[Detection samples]
== == ==

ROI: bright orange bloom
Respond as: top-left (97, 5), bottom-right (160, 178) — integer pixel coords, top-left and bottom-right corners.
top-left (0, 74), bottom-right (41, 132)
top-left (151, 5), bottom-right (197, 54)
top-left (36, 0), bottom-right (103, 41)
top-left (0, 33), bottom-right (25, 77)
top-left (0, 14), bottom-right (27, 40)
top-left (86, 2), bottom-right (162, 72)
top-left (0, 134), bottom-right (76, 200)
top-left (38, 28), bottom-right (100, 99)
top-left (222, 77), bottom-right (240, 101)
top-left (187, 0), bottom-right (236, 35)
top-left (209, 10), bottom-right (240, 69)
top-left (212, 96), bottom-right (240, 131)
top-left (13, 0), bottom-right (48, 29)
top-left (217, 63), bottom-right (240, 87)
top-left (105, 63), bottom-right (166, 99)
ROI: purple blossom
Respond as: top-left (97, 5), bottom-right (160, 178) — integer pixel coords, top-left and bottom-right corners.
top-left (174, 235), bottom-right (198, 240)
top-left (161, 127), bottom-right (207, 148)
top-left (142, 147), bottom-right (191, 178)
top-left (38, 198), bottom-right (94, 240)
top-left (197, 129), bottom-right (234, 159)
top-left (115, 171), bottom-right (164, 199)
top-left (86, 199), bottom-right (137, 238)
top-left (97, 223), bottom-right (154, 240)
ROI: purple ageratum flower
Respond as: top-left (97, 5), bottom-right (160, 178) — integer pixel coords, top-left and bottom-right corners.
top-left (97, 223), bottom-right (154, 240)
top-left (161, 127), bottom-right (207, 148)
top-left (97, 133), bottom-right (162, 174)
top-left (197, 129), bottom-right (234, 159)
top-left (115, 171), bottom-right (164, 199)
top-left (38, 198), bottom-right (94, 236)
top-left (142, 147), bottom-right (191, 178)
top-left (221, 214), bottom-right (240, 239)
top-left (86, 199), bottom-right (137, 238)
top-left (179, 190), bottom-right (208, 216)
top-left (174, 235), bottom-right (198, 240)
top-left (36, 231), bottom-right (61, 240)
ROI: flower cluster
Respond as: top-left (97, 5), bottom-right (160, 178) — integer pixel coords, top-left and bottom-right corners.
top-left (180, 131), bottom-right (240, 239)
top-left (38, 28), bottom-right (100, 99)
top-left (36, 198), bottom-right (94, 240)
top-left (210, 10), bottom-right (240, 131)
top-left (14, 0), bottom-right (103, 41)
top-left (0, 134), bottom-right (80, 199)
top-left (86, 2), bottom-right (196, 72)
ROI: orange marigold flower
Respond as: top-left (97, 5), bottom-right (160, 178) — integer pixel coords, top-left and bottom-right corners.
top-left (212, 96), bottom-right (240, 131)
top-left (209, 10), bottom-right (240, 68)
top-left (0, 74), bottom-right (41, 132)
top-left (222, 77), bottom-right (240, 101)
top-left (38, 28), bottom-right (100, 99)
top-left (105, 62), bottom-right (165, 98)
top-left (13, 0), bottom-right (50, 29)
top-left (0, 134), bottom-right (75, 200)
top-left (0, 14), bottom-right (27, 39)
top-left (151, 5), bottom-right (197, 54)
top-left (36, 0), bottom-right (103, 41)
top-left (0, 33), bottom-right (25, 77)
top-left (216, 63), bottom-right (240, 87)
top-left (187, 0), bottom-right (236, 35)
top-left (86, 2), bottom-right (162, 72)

== == ==

Task details: Rewrite the records above, swapping every "ROI" for "Target" and leaving everything else untouched.

Response:
Target: bright orange bloom
Respond as: top-left (97, 5), bottom-right (160, 178) — integer pixel coords, top-left and bottom-right corners.
top-left (0, 74), bottom-right (41, 132)
top-left (151, 5), bottom-right (197, 54)
top-left (36, 0), bottom-right (103, 41)
top-left (0, 33), bottom-right (25, 77)
top-left (0, 14), bottom-right (27, 40)
top-left (86, 2), bottom-right (162, 72)
top-left (0, 134), bottom-right (76, 200)
top-left (38, 28), bottom-right (100, 99)
top-left (222, 77), bottom-right (240, 101)
top-left (187, 0), bottom-right (236, 35)
top-left (209, 10), bottom-right (240, 69)
top-left (212, 96), bottom-right (240, 131)
top-left (13, 0), bottom-right (48, 29)
top-left (217, 63), bottom-right (240, 87)
top-left (105, 63), bottom-right (166, 99)
Target: purple blossom
Respond as: top-left (97, 5), bottom-right (160, 178) — integer pixel coords, top-left and bottom-right corners.
top-left (174, 235), bottom-right (198, 240)
top-left (161, 127), bottom-right (207, 148)
top-left (142, 147), bottom-right (191, 178)
top-left (38, 198), bottom-right (94, 240)
top-left (197, 129), bottom-right (234, 159)
top-left (115, 171), bottom-right (164, 199)
top-left (86, 199), bottom-right (137, 238)
top-left (97, 223), bottom-right (154, 240)
Target: purple ageratum flower
Respond as: top-left (97, 5), bottom-right (160, 178) — integer pixel coords, top-left and bottom-right corners.
top-left (97, 223), bottom-right (154, 240)
top-left (161, 127), bottom-right (207, 148)
top-left (97, 133), bottom-right (162, 174)
top-left (197, 129), bottom-right (234, 159)
top-left (115, 171), bottom-right (164, 199)
top-left (38, 198), bottom-right (94, 236)
top-left (142, 147), bottom-right (191, 178)
top-left (221, 214), bottom-right (240, 239)
top-left (86, 199), bottom-right (137, 238)
top-left (179, 190), bottom-right (208, 216)
top-left (174, 235), bottom-right (198, 240)
top-left (36, 231), bottom-right (61, 240)
Target: flower cluster
Respond as: top-left (97, 5), bottom-right (160, 178) — integer pixel coords, top-left and bottom-right corners.
top-left (180, 131), bottom-right (240, 239)
top-left (38, 28), bottom-right (100, 99)
top-left (36, 198), bottom-right (94, 240)
top-left (210, 10), bottom-right (240, 131)
top-left (14, 0), bottom-right (103, 41)
top-left (0, 134), bottom-right (80, 199)
top-left (86, 2), bottom-right (196, 72)
Target: orange marigold flower
Respond as: top-left (97, 5), bottom-right (160, 178) — integer pixel coords, top-left and bottom-right corners.
top-left (212, 96), bottom-right (240, 131)
top-left (209, 10), bottom-right (240, 68)
top-left (0, 74), bottom-right (41, 132)
top-left (222, 77), bottom-right (240, 101)
top-left (38, 28), bottom-right (100, 99)
top-left (105, 62), bottom-right (165, 98)
top-left (13, 0), bottom-right (50, 29)
top-left (0, 134), bottom-right (75, 200)
top-left (0, 14), bottom-right (27, 39)
top-left (151, 5), bottom-right (197, 54)
top-left (36, 0), bottom-right (103, 41)
top-left (0, 33), bottom-right (25, 77)
top-left (216, 63), bottom-right (240, 87)
top-left (187, 0), bottom-right (236, 35)
top-left (86, 2), bottom-right (162, 72)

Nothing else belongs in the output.